**GIVEN TASK:**
State how many lines in the listing below contain the string "hillside", with case counting. Give only the number.

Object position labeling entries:
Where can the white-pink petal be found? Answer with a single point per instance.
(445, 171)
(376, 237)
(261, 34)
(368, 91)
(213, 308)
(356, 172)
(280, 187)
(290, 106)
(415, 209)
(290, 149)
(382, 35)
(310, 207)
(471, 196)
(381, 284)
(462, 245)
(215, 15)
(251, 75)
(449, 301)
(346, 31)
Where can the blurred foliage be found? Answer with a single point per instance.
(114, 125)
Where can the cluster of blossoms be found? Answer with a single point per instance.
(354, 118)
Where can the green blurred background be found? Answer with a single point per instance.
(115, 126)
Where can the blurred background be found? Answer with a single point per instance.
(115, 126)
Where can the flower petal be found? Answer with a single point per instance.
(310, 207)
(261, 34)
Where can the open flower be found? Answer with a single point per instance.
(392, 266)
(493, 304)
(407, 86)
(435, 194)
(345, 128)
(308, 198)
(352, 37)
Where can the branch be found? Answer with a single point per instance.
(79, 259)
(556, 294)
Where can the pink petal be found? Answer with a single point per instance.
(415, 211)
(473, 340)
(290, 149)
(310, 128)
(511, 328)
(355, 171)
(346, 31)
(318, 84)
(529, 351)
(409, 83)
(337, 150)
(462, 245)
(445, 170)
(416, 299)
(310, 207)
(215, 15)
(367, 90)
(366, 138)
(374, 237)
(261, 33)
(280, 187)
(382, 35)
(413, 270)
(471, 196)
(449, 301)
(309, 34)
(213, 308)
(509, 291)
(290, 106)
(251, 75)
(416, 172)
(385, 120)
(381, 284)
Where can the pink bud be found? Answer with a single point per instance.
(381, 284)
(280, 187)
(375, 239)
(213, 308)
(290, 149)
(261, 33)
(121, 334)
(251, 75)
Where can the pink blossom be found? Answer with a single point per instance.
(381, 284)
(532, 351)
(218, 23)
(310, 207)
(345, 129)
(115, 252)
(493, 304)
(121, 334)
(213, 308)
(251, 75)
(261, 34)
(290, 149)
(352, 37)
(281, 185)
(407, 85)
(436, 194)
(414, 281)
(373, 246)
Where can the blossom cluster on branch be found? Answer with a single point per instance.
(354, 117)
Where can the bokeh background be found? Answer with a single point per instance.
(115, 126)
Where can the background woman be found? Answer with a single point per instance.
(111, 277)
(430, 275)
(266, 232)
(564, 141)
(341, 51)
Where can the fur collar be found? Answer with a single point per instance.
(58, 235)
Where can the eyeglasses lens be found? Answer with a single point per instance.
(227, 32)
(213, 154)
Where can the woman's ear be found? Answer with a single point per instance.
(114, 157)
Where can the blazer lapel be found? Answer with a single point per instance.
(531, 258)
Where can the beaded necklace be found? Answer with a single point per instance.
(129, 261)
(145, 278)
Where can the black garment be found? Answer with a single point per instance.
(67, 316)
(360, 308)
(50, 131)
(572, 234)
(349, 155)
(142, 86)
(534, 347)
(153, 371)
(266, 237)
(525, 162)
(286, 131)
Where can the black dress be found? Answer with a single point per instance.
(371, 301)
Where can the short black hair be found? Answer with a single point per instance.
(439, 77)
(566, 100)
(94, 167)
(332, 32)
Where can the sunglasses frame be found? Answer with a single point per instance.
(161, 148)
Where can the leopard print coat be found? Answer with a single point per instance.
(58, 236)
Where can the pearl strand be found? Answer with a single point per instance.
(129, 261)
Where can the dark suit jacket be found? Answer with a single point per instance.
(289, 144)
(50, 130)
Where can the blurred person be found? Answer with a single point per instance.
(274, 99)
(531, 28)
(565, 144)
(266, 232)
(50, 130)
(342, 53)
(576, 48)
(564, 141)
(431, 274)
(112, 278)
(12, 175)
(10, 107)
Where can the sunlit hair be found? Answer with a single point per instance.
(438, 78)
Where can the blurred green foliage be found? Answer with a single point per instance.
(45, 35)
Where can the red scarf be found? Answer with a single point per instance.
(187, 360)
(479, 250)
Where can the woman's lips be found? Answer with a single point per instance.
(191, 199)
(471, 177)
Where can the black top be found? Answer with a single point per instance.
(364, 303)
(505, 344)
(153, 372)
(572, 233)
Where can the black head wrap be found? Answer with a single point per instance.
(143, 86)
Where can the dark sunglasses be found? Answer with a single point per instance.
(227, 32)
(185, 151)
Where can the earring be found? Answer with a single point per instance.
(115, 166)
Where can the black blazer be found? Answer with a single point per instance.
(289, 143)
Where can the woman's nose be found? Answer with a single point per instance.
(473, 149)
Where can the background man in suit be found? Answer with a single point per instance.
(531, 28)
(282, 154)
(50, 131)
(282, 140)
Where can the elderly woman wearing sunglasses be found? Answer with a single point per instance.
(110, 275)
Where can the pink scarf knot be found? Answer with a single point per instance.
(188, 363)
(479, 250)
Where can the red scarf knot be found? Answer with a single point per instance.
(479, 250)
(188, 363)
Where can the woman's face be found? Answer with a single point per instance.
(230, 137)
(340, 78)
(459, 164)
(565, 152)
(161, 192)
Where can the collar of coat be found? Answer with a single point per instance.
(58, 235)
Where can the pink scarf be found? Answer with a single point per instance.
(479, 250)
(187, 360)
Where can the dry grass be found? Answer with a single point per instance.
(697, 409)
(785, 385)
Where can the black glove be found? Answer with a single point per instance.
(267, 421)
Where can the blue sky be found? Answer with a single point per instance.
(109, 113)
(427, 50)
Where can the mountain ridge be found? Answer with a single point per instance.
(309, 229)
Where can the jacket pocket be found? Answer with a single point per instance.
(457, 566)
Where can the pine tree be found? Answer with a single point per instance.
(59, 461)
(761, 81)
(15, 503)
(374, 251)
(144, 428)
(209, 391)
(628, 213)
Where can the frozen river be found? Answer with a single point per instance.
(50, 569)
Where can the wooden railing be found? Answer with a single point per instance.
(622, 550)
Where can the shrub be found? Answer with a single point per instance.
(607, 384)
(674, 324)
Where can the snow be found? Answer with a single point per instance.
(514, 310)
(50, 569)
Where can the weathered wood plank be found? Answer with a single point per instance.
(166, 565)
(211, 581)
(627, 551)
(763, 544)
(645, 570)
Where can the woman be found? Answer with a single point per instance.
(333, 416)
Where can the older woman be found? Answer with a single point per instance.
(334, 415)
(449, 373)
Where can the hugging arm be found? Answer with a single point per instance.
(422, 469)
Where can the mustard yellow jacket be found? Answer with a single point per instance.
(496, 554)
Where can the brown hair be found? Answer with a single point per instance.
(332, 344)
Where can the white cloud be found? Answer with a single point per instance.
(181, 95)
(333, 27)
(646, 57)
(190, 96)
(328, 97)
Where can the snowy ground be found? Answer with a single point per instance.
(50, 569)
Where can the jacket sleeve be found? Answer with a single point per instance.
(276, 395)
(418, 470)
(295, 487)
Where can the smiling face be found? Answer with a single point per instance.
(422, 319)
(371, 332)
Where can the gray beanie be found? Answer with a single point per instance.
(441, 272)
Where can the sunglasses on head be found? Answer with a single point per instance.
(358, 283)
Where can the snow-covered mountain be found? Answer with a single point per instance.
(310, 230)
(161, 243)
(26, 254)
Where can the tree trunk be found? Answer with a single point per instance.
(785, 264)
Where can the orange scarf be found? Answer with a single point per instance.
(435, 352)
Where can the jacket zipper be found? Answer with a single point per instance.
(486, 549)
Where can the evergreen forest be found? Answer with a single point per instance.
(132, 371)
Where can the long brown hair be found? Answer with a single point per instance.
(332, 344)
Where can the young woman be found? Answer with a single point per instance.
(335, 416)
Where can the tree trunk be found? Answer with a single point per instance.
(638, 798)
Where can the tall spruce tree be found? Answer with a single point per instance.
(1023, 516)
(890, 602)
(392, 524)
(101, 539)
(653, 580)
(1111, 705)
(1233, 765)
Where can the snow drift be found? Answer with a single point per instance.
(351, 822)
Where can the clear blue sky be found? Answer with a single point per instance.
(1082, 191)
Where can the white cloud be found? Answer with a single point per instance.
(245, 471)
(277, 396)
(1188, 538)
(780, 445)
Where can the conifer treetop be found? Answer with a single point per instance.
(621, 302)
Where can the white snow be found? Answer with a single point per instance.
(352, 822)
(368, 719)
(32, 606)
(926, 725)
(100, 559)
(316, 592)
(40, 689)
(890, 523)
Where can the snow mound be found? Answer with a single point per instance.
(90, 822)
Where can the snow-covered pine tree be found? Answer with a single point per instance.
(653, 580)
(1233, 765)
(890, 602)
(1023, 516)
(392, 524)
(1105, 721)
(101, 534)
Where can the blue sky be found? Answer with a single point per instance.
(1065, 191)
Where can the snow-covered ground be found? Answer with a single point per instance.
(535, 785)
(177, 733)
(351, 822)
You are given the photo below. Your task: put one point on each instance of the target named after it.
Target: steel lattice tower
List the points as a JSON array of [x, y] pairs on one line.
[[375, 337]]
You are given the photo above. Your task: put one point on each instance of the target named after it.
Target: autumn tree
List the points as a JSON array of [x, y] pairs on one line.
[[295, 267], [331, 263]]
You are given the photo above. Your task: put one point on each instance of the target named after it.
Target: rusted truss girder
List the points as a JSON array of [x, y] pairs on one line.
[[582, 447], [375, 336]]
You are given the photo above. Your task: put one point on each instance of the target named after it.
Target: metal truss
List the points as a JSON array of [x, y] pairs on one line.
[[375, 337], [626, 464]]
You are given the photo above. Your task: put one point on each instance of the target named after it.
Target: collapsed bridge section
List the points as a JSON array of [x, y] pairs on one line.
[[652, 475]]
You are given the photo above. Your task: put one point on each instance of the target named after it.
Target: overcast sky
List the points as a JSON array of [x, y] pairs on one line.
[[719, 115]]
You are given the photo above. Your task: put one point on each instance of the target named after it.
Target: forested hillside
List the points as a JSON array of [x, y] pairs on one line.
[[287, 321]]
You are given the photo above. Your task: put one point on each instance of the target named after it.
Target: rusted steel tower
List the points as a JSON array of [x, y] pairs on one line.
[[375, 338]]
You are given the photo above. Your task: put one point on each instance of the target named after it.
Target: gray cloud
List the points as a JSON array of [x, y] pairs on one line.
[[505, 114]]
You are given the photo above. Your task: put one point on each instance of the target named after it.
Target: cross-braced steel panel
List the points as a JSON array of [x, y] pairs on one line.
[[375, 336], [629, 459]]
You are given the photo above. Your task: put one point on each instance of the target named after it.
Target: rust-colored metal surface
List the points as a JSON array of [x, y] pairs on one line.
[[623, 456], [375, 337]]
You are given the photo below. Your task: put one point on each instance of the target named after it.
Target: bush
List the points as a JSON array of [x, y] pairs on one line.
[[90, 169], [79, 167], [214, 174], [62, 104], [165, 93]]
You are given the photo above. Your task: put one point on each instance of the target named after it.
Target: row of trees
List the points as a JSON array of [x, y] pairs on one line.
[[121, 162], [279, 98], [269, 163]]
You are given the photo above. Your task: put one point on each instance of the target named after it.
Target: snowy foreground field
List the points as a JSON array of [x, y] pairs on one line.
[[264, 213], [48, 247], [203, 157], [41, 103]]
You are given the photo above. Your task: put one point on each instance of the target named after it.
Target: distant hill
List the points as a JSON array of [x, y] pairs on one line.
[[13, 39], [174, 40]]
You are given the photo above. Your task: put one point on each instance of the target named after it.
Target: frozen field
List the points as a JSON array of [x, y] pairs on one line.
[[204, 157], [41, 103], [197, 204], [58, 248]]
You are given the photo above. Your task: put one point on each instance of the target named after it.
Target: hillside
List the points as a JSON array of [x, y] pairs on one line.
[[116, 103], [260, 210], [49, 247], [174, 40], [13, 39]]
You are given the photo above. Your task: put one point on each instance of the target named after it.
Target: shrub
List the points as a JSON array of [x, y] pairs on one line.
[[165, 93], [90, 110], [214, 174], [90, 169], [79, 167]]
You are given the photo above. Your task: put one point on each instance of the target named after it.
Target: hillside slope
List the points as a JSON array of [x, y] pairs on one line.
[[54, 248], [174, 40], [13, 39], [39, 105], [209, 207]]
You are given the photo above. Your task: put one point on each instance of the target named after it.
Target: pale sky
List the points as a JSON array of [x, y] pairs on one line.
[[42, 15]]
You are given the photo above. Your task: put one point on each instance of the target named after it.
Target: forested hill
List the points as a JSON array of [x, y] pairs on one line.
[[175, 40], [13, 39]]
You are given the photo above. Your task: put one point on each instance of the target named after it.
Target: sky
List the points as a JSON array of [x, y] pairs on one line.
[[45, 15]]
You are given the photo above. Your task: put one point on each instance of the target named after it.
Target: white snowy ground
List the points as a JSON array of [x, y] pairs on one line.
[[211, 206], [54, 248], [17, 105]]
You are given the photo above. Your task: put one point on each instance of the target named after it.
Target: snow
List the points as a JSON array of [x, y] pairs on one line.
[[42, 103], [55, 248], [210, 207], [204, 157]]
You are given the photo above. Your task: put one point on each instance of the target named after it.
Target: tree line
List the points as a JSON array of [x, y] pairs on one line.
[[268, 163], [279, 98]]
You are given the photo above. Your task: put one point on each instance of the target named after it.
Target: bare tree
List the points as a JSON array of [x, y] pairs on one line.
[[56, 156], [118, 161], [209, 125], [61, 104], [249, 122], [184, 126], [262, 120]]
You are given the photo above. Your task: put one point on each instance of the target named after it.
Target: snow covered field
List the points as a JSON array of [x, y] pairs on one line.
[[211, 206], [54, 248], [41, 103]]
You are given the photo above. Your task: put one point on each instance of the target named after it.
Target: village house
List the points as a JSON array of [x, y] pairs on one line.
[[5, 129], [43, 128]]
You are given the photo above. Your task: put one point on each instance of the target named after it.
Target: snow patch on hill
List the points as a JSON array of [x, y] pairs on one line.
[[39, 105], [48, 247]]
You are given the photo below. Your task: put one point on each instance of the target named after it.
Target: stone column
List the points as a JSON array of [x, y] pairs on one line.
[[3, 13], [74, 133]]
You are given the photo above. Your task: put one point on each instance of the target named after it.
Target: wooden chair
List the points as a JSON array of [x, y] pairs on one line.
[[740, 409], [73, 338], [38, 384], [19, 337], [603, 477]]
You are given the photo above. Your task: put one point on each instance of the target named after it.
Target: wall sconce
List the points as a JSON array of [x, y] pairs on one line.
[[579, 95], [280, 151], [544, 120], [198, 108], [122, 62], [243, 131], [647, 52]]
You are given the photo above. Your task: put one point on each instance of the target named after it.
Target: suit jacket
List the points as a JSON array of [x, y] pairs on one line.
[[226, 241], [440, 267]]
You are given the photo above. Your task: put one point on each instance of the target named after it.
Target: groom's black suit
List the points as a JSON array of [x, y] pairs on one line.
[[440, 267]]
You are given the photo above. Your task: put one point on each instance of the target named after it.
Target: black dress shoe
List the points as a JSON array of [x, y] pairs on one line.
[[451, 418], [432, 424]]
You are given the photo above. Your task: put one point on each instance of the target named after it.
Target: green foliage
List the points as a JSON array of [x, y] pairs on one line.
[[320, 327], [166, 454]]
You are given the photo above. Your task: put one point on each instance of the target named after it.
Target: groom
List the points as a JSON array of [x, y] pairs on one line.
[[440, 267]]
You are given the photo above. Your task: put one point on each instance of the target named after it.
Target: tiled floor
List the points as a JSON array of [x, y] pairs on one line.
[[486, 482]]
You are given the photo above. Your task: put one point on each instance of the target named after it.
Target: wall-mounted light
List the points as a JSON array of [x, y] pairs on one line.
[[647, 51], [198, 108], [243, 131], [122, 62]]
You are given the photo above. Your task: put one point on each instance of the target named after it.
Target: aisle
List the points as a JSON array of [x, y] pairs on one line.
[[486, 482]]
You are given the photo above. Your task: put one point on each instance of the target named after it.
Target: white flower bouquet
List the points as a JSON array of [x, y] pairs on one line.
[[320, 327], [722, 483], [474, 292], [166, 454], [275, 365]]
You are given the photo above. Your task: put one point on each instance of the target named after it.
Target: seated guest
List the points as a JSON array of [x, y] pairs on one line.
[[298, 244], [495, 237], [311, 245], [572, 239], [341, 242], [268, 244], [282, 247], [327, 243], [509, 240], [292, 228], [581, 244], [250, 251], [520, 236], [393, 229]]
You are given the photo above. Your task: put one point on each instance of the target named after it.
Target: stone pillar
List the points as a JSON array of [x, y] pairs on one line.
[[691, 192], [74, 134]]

**WRITTEN SOLUTION:**
3